=== EXERCISE DETAILS ===
Reproduce the passage in the text on how the brain perceives motion from "If the memory" to "of continuous movement.", preserving every word and mark of punctuation.

=== EXCERPT ===
Watching the movie

As everyone knows, even little children, moving pictures do not move. They are a series of very still pictures. But we make a movie from them in our brain. The question is how.

Surprisingly, sometimes we don’t. Some people with migraines have periods of ‘cinematographic vision’. It is like a movie run too slow so that there is the effect of little jumps between frames. The sufferers are not making the normal movement-effect in their perception.

So – maybe we do the movie trick all the time. Maybe our visual perception is a series of still pictures that are then made into a movie for our consciousness. 

When I went looking for info on this subject I happened on a paper by Walter J Freeman, A Cinematographic Hypothesis of Cortical Dynamics in Perception, University of California, Postprints 2006. It is not an easy paper for someone outside that specialty to read.  (found here) . Using EEG methods and sophisticated analysis, he was able classify spatial and temporal patterns. The abstract is below.

“The aim of this study was to measure and classify spatial patterns in sensory cortical EEGs relating to conditioned stimuli (CSs) in order to test the hypothesis, based on clinical reports, that cortical dynamics is not continuous but operates in steps that resemble frames in a cinema. Recent advances in the application of the Hilbert Transform to intracranial recordings of the EEG in animals have revealed markers for repetitive phase transitions in neo-cortex at frame rates in the theta band…The impact of a CS on a sensory neo-cortex reorganized background EEG into two types of sequential patterns of coordinated activity, initially local and modality-specific, later global. The initial stage of phase transitions required 3-7ms. Large-scale cortical activity then reorganized itself repeatedly and reliably over relatively immense cortical distances within the cycle duration of the center frequency of oscillation. The size, texture, timing and duration of the amplitude modulation patterns support the hypothesis that these frames may provide the basis for multi-sensory percepts.”

The paper identifies a phase transition that is localized to the primary sensory area with a carrier frequency in the gamma band and recurrence rates in the theta band (gamma packets). The later phase transitions that involve many sensory areas have carrier frequencies in the beta band (beta packets) and recurrence rates in the theta band. The activity is not continuous but in demarcated discontinuous patterns.

Another report that caught my eye was Working Memory Has Limited ‘Slots’ Science Daily Apr 7 2008 reporting work by Luck and Zhang. (here) 

Humans rarely move their eyes smoothly. As our eyes flit from object to object, the visual system briefly shuts off to cut down visual “noise,” said Steven J. Luck, professor of psychology at the UC Davis Center for Mind and Brain. So the brain gets a series of snapshots of about a quarter-second, separated by brief gaps… The working memory system smooths out this jerky sequence of images by retaining memories from each snapshot so that they can be blended together. These memories typically last just a few seconds, Luck said.

If the memory of our consciousness is individual frames then it is not unreasonable that the original consciousness was too. It takes time to create a perceptual model and when it is complete, it is stored. The creation of the next iteration of the model can then start. There is a process that morphs one into the next to give an impression of continuous movement.

=== DATA PROVIDED ===
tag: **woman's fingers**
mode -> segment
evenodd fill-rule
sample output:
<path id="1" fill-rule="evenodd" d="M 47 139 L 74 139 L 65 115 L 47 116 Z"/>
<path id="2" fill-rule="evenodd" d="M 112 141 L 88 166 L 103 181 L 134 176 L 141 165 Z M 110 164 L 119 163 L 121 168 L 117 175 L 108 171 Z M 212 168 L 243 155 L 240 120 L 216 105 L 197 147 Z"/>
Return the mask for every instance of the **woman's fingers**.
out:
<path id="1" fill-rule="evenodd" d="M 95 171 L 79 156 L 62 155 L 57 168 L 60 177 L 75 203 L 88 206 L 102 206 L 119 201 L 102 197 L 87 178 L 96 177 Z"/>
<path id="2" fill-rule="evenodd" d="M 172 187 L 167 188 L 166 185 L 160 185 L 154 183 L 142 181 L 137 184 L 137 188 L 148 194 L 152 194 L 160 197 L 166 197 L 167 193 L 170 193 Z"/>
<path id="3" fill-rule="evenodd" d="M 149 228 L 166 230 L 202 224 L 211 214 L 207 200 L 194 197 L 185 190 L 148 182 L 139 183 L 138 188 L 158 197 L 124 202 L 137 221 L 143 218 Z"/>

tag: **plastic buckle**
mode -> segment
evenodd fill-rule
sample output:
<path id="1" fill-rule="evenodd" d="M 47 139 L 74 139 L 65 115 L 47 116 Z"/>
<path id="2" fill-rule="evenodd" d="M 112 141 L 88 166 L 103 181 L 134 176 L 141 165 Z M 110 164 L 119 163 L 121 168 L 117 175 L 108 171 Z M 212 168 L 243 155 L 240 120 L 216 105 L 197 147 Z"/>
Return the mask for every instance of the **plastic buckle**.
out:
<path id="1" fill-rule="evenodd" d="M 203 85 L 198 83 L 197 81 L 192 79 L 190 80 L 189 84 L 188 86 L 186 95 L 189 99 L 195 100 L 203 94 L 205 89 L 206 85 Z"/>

=== WRITTEN ANSWER ===
If the memory of our consciousness is individual frames then it is not unreasonable that the original consciousness was too. It takes time to create a perceptual model and when it is complete, it is stored. The creation of the next iteration of the model can then start. There is a process that morphs one into the next to give an impression of continuous movement.